----- EXTRAIT DU TEXTE -----
Venir te voir. Au sommet de la colline. Là où le vent souffle toujours un peu plus fort et où les cailloux crissent sous le poids de nos bottes.
Les hauts sapins y sont plantés tels les gardiens d’un lieu secret. Les non-initiés manquent l’entrée du petit chemin qui mène chez toi. J’ai été tentée de croire que je pouvais faire comme eux.
Je me suis imaginé qu’il suffisait de l’oublier. A chacun de mes passages dans le bas de la colline, je choisissais de t’ignorer, je fermais les yeux, juste une seconde pour éviter l’appel des cimes, avant d’appuyer sur l’accélérateur et reprendre la route en te tournant le dos. Une seconde et puis s’en va. Filer, loin.
Je craignais que le passé se rappelle à moi violemment, m’entraînant dans son sillage sombre et froid. Comme une enfant face au monstre caché dans la pénombre de sa chambre, j’étais tétanisée à l’idée de mettre un pied sur ce chemin de terre. Les années passant, j’ai commencé à croire qu’il était possible de te tourner le dos, d’oublier jusqu’à ta présence, de claquer la porte des souvenirs comme je claquais celle de ma voiture.
----- ITEMS RÉPERTORIÉS -----
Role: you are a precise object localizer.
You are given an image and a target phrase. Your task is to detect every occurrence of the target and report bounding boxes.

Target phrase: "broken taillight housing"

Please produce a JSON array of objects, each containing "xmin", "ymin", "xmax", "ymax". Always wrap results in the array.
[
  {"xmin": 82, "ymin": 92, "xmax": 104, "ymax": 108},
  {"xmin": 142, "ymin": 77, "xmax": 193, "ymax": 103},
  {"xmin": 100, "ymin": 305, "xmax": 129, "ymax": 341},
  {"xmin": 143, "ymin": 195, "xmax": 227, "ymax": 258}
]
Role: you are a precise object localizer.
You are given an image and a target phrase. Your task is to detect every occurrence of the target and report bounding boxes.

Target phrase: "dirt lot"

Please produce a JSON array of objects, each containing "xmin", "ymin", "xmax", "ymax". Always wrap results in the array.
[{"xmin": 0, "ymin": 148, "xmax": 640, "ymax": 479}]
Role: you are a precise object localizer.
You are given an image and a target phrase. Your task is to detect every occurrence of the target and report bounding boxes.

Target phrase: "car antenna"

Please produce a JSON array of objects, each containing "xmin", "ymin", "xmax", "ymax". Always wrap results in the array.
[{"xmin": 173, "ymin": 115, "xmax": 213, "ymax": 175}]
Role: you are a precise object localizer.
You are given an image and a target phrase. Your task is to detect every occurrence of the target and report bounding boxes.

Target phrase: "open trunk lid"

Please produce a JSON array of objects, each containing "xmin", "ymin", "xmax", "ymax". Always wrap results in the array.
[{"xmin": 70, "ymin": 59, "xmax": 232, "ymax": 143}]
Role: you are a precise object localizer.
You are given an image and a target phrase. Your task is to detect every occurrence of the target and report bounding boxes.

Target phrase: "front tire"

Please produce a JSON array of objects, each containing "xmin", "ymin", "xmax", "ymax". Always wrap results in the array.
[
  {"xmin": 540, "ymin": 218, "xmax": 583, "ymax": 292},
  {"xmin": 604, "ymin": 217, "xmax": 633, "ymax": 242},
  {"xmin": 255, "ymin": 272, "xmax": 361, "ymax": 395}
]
-----
----- ITEMS RÉPERTORIÉS -----
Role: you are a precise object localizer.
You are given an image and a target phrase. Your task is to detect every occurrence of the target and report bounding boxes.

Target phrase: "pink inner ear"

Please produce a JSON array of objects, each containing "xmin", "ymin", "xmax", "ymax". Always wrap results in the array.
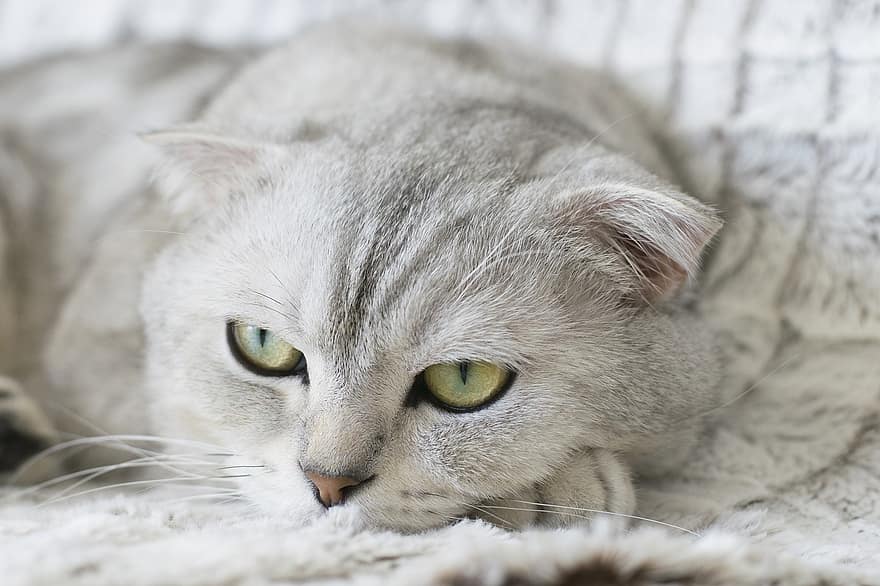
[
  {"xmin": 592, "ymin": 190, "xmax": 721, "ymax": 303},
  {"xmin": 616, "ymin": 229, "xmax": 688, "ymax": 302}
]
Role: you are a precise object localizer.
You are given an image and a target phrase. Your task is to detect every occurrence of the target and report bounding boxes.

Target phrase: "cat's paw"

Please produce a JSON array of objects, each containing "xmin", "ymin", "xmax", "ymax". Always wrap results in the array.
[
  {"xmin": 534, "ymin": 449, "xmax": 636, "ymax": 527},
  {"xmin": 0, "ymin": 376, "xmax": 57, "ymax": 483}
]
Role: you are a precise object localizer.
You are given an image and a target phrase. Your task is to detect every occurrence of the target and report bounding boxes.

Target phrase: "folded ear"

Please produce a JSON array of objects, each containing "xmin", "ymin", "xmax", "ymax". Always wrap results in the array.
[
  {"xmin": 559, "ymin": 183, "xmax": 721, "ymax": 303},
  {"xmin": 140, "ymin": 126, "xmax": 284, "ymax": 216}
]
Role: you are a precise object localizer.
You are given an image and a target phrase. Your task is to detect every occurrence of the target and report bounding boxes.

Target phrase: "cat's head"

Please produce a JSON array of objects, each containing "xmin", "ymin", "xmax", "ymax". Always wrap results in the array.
-----
■ **CONSIGNE**:
Recopiez le texte en partant de « Venir te voir. » et en finissant à « faire comme eux. », avec « mélèzes » à la place de « sapins ». Les items constituent un matériau distinct du texte.

■ **CORRIGÉ**:
Venir te voir. Au sommet de la colline. Là où le vent souffle toujours un peu plus fort et où les cailloux crissent sous le poids de nos bottes.
Les hauts mélèzes y sont plantés tels les gardiens d’un lieu secret. Les non-initiés manquent l’entrée du petit chemin qui mène chez toi. J’ai été tentée de croire que je pouvais faire comme eux.